Short task: Please copy out the material word for word, from the line that contains "Spot every dusk" through the line that contains "[0,17,450,83]", and leave the pictures out.

——————————

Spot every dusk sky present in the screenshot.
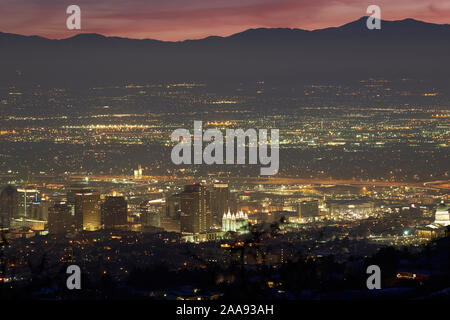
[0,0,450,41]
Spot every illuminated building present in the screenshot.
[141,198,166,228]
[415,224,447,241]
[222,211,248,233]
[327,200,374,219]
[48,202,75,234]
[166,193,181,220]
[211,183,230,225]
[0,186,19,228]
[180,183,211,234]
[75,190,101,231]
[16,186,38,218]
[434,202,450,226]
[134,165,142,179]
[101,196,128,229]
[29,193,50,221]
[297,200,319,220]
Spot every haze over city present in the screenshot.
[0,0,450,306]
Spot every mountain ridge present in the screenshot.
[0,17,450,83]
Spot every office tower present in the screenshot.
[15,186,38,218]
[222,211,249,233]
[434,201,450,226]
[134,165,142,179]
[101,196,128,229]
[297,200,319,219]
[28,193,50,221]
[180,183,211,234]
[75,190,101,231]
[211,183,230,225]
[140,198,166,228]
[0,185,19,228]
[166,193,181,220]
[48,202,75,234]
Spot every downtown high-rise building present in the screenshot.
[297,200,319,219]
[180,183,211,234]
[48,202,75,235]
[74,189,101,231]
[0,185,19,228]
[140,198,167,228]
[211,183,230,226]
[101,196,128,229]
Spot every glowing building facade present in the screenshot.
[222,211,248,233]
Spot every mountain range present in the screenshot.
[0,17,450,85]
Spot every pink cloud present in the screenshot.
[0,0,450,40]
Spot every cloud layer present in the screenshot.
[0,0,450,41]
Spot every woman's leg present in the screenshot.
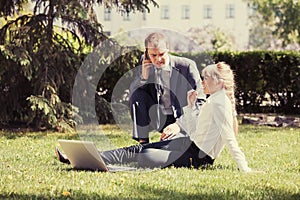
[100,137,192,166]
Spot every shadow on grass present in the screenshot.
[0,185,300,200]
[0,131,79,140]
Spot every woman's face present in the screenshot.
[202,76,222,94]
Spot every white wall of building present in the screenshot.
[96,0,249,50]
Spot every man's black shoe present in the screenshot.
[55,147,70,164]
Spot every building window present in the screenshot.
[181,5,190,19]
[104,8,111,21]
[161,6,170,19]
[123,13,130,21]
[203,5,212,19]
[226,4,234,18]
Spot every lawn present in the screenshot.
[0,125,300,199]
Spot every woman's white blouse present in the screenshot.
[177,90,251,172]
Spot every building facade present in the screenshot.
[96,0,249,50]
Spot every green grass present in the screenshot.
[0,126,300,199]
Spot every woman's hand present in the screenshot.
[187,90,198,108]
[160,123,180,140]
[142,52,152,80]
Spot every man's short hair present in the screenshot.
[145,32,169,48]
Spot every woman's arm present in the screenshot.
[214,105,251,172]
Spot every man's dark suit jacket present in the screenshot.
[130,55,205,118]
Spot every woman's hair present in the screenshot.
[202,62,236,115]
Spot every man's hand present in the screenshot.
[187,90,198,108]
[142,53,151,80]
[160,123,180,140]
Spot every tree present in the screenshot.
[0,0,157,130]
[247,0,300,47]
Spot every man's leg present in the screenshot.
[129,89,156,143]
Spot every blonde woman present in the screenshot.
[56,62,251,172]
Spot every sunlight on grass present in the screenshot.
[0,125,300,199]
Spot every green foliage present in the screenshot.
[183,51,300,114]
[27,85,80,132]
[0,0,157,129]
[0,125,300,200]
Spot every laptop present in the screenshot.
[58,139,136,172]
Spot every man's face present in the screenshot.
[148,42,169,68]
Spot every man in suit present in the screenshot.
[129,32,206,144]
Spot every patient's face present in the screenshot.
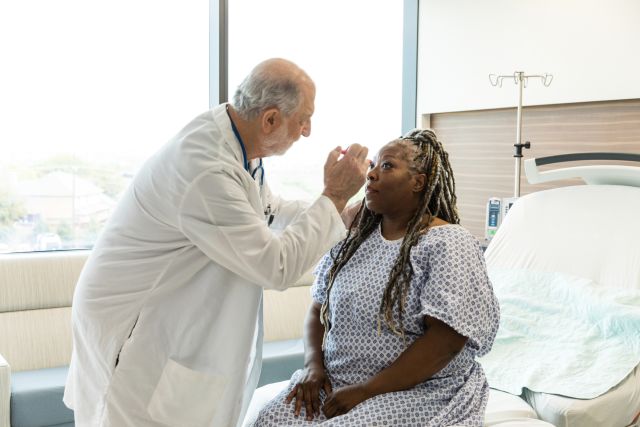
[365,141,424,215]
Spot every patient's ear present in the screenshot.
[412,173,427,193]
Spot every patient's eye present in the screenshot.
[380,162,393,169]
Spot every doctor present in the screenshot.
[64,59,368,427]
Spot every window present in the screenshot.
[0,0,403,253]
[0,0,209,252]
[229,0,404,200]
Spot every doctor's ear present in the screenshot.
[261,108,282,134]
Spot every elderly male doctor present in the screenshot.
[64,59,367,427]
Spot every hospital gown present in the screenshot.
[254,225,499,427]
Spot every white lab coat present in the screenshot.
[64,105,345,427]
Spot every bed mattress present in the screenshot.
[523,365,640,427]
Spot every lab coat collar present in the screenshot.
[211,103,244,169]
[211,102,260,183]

——————————

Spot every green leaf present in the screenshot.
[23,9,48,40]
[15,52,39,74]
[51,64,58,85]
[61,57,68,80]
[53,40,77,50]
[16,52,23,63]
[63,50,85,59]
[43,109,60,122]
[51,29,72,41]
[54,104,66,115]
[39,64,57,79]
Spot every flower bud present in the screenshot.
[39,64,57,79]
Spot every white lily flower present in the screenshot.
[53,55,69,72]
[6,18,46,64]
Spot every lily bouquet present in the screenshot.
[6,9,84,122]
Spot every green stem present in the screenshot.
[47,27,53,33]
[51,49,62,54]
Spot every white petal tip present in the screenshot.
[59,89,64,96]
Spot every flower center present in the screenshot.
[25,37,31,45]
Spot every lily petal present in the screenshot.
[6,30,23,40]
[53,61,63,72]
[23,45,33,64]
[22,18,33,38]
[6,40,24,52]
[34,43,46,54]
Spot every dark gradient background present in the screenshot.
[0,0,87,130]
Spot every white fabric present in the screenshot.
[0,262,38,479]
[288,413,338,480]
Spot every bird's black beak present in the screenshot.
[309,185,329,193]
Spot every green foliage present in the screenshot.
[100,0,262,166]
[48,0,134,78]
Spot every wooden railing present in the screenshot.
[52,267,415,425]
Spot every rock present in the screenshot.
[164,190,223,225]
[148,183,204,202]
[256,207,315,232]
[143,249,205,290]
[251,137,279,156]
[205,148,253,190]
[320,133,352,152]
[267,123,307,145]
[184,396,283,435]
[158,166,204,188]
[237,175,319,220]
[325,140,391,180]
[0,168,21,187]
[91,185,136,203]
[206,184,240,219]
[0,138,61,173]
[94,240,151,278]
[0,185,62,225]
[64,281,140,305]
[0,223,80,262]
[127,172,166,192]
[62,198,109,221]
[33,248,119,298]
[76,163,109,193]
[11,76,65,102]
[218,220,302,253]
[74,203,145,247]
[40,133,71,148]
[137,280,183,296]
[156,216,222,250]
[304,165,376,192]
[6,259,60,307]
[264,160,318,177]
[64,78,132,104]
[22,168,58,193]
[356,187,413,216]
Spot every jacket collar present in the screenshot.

——————————

Task output:
Spot every dusk sky present in the screenshot.
[0,0,450,41]
Spot every illuminated building present in the screenshot.
[141,198,166,228]
[415,224,447,241]
[222,211,248,233]
[327,200,374,219]
[48,202,75,234]
[166,193,181,220]
[211,183,230,225]
[0,186,19,228]
[180,183,211,234]
[75,190,101,231]
[16,186,38,218]
[434,202,450,226]
[134,165,142,179]
[101,196,128,229]
[29,193,50,221]
[297,200,319,220]
Spot every haze over city present in the screenshot.
[0,0,450,306]
Spot every mountain ridge present in the screenshot.
[0,17,450,83]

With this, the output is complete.